**Extract**:
Like Theo, I am conscious of how many artificial structures surround our daily lives. Sat here in my metal boat, with this box of plastic wizardry on my knees, typing words that will be read by people I’ve never met… we’ve created a rather fantastical and unreal sort of world. And yet… every few seconds I inhale. Air, one of the elements, with me moment to moment. Real. My boat depends on a stove for heating, I cook on gas. There’s fire in my life, every day, another element, another realness. Water, hopefully on the outside of the boat. The earth is right next to the canal, I tread on it regularly. The sky is above me every day. My food came from plants that lived, grew in soil, experienced light. If I raise my head I can see the willows, thinking about leafing, tentatively getting busy out there. Even in my constructed, human environment, nature is present. I also notice that the moss growing on my boat’s fenders do not see human construct, just a place to call home. Birds shit on the roof just as they would on the ground. I may see a human construct, but to the rest of nature, it shows every sign of just being more environment. Maybe a bit sterile and drab, but the spiders do their best to correct this.

It’s terribly easy to go ‘ooh, nature is my sacred text’ and then not really do anything with that. What can you do? It’s out there, we’re in here… and as long as we see the divide, holding ourselves as separate, we are separate.

[Collected data]
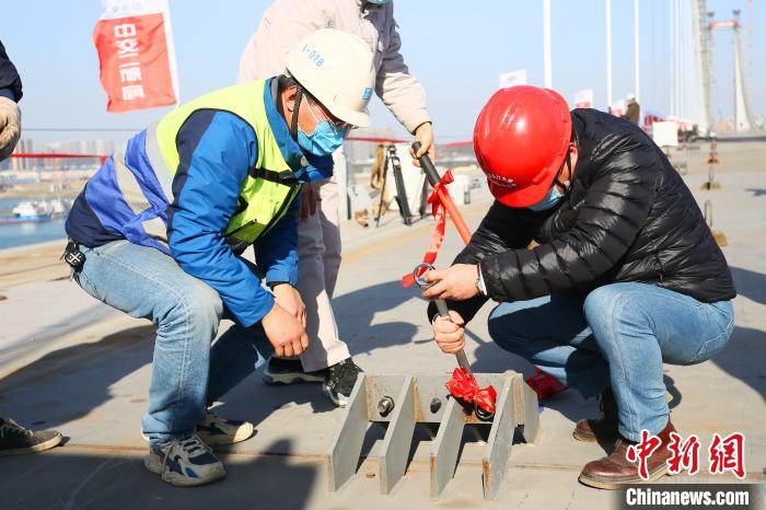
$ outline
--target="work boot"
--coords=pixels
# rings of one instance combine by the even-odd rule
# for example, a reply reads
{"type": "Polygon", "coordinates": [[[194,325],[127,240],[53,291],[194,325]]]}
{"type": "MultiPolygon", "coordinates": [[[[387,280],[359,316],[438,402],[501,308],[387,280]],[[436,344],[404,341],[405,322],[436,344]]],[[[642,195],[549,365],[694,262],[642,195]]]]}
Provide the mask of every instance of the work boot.
{"type": "Polygon", "coordinates": [[[617,403],[612,389],[606,389],[599,396],[601,418],[581,419],[574,426],[572,436],[578,441],[613,443],[619,438],[617,431],[617,403]]]}
{"type": "Polygon", "coordinates": [[[298,358],[287,359],[271,356],[264,371],[264,382],[268,385],[321,383],[325,379],[327,379],[327,369],[306,372],[298,358]]]}
{"type": "Polygon", "coordinates": [[[255,427],[249,421],[221,418],[211,410],[197,424],[197,436],[208,447],[239,443],[249,439],[254,431],[255,427]]]}
{"type": "Polygon", "coordinates": [[[227,476],[223,464],[197,436],[150,447],[143,465],[178,487],[210,484],[227,476]]]}
{"type": "Polygon", "coordinates": [[[630,462],[626,457],[628,448],[636,443],[619,438],[612,454],[585,464],[579,480],[600,489],[617,489],[624,485],[648,484],[661,478],[668,473],[665,461],[673,456],[673,453],[668,449],[668,444],[671,442],[671,432],[675,432],[675,428],[669,417],[665,428],[657,434],[661,441],[660,447],[647,460],[648,479],[645,480],[638,475],[638,462],[630,462]]]}
{"type": "Polygon", "coordinates": [[[21,455],[49,450],[61,442],[58,430],[35,432],[11,418],[0,418],[0,455],[21,455]]]}
{"type": "Polygon", "coordinates": [[[328,369],[327,378],[322,384],[322,392],[338,407],[346,407],[353,384],[363,372],[351,358],[335,363],[328,369]]]}

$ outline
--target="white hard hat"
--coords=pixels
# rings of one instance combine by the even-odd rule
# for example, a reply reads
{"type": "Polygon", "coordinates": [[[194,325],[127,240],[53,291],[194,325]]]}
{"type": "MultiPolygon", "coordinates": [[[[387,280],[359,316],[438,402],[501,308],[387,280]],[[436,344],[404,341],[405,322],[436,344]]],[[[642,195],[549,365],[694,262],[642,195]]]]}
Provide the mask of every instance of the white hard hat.
{"type": "Polygon", "coordinates": [[[370,125],[367,105],[375,70],[361,37],[334,28],[316,31],[287,54],[285,66],[335,117],[357,127],[370,125]]]}

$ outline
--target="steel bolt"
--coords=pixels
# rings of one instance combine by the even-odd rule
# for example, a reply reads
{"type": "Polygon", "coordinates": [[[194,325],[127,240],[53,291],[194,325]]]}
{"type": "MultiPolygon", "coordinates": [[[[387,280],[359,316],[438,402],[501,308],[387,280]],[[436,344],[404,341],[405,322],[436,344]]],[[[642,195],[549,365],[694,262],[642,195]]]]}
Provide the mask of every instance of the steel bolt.
{"type": "Polygon", "coordinates": [[[388,413],[394,410],[394,399],[392,397],[384,396],[378,403],[378,413],[380,413],[381,416],[386,416],[388,413]]]}

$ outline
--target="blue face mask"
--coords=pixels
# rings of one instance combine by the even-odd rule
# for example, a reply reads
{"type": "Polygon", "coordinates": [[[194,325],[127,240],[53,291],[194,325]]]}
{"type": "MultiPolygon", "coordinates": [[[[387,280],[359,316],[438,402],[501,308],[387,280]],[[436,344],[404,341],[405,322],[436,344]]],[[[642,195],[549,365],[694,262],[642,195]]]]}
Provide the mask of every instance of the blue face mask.
{"type": "Polygon", "coordinates": [[[561,192],[558,190],[558,186],[554,184],[554,186],[548,189],[548,193],[541,201],[533,204],[532,206],[527,207],[527,209],[532,209],[533,211],[545,211],[556,207],[561,198],[564,198],[564,195],[561,195],[561,192]]]}
{"type": "Polygon", "coordinates": [[[304,151],[311,152],[315,155],[329,155],[344,143],[344,138],[348,136],[348,128],[337,128],[332,123],[327,120],[320,120],[316,118],[314,111],[311,108],[309,102],[305,103],[305,107],[309,108],[311,114],[316,120],[316,127],[314,132],[306,135],[303,130],[298,127],[298,144],[304,151]]]}

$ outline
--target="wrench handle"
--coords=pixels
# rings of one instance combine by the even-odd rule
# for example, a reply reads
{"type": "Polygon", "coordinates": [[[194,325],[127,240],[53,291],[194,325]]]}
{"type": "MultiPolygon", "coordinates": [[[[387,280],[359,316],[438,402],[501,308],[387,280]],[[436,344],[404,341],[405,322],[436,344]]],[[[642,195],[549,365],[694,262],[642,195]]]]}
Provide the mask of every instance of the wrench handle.
{"type": "Polygon", "coordinates": [[[444,318],[450,318],[450,309],[446,308],[446,301],[444,301],[443,299],[437,299],[433,302],[437,303],[437,310],[439,311],[439,315],[444,318]]]}

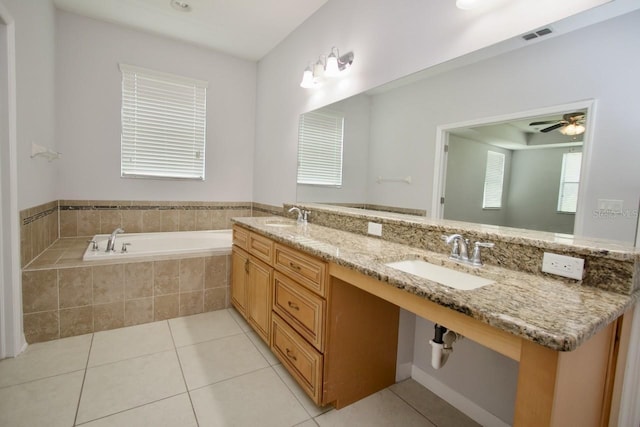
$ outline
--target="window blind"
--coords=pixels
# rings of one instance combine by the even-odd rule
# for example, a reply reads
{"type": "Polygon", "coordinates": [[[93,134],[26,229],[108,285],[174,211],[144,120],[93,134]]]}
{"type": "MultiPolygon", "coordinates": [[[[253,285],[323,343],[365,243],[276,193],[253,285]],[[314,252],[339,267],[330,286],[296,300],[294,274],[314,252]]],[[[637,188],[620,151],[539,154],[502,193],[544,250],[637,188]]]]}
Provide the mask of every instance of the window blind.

**What this exercise asks**:
**1.** In the passage about nature and human constructs, what does the writer's boat rely on for heating?
**2.** How many lines in the records contain the string "handle", with case taken into account? Reply with the number alone.

**Expected responses**:
**1.** A stove.

**2.** 2